**EXCERPTED TEXT**

::::

First of all you can't ask an alcoholic if their drinking! Next your going to believe the alcoholic when she promises that she's not drinking and the only thing wrong with her is that she couldn't eat because she was so upset (by the way yes she was in there due to drinking)! I have always been there for my mom and me trying to help her is so she doesn't die! I totally agree with my decision to keep my kids away from here when she's drinking! Last but not least I don't want anyone to hate my mom! My cousin knew she was an alcoholic because she had overheard her mom and dad talking about it not because of me and I just answered why I wasn't going!
A couple months later I started talking to her because she is in bad shape and I know she won't be alive much longer! In June I went to talk to my grandma! By the way my uncle and his kids are the chosen ones! My grandma said that I had missed understood everything he said and she doesn't understand why we can't come together and pretend to be a big happy family on holidays! She also said that the whole family disagrees with my decision to tell my daughter about my moms problems and that she doesn't believe that my daughter could tell when my mom was messed up! It's really not hard she can't talk or make sense, she can't drink out of a straw, she can't walk and yes my daughter can tell that she's not just sick!

::::

**ENTRIES SHOWN**
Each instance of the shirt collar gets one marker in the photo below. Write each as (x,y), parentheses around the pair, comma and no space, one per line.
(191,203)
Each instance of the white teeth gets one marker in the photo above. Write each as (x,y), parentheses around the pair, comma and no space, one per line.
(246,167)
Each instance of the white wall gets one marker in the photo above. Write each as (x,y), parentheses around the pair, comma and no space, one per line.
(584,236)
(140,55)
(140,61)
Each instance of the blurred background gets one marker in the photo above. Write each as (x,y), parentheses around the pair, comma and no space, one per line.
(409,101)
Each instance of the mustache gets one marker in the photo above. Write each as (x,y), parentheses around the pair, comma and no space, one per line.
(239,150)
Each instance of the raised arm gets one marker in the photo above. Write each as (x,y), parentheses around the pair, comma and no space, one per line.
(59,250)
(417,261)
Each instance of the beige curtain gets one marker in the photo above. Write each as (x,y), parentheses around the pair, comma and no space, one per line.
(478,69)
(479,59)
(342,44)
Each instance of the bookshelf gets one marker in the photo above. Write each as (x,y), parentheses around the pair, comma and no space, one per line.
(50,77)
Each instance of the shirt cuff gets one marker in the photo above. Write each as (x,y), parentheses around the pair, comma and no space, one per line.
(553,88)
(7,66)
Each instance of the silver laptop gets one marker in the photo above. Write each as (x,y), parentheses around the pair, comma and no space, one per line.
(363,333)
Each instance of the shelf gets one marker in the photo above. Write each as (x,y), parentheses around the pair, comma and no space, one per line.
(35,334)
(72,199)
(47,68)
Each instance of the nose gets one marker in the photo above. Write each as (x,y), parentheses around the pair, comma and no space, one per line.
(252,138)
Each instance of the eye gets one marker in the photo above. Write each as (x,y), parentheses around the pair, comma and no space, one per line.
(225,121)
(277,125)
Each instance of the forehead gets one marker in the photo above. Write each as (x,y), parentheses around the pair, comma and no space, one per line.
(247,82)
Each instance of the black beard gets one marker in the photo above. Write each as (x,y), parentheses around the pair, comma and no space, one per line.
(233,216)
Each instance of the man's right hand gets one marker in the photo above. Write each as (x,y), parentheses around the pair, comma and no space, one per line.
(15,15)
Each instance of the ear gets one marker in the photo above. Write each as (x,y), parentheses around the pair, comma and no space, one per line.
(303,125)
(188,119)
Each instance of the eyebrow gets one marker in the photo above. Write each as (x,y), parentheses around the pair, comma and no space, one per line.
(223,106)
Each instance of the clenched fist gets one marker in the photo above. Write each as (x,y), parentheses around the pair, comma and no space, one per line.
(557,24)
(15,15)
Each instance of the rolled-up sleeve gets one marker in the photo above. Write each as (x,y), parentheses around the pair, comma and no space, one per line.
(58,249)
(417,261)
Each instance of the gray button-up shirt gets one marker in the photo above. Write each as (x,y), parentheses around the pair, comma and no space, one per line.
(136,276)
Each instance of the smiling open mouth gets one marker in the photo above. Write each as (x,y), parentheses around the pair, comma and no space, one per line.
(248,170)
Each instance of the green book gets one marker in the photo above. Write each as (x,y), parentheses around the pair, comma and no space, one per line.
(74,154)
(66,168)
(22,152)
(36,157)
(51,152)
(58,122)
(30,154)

::::

**WORK INSTRUCTIONS**
1. In the post about the writer's mother's drinking, list the things the writer says the mother can't do when she is messed up.
2. Resume the post about the writer's mother's drinking, starting after its last sentence.

**ANSWERS**
1.
- Talk or make sense
- Drink out of a straw
- Walk

2.
I have tried everything to not be like the people in my family with addictions! I've never had a drug problem or a drinking problem! I have never been arrested or gotten into any trouble! Yes I was addicted to cigarettes and I quit smoking almost 2 years ago! I have tried to do everything right and I'm the one that is getting told off! They are treating me like I'm the one that has done something wrong! My uncle doesn't ever call to check on my mom, never visits her and gives her support when she's in rehab or calls her after she gets out! He doesn't have to clean up her blood or get the hateful calls or see his sister killing herself one drink at a time! I do think he loves her but it's hard for me to listen to advice from someone that doesn't do anything to help! I am a very routine person and I have spent thanksgiving and christmas with my family almost every year since I was born! I'm not talking to any of them and I think daily about the fact that my family could think these things about me! Every time I think about the upcoming holidays I get upset and what happened keeps playing in my head! Sorry to make this so long but here is a little bit of my life!
P.S- My uncle blamed me being upset about the things he said on hormones! He said "oh my, you girls need to get your hormones ubder control"! Seriously!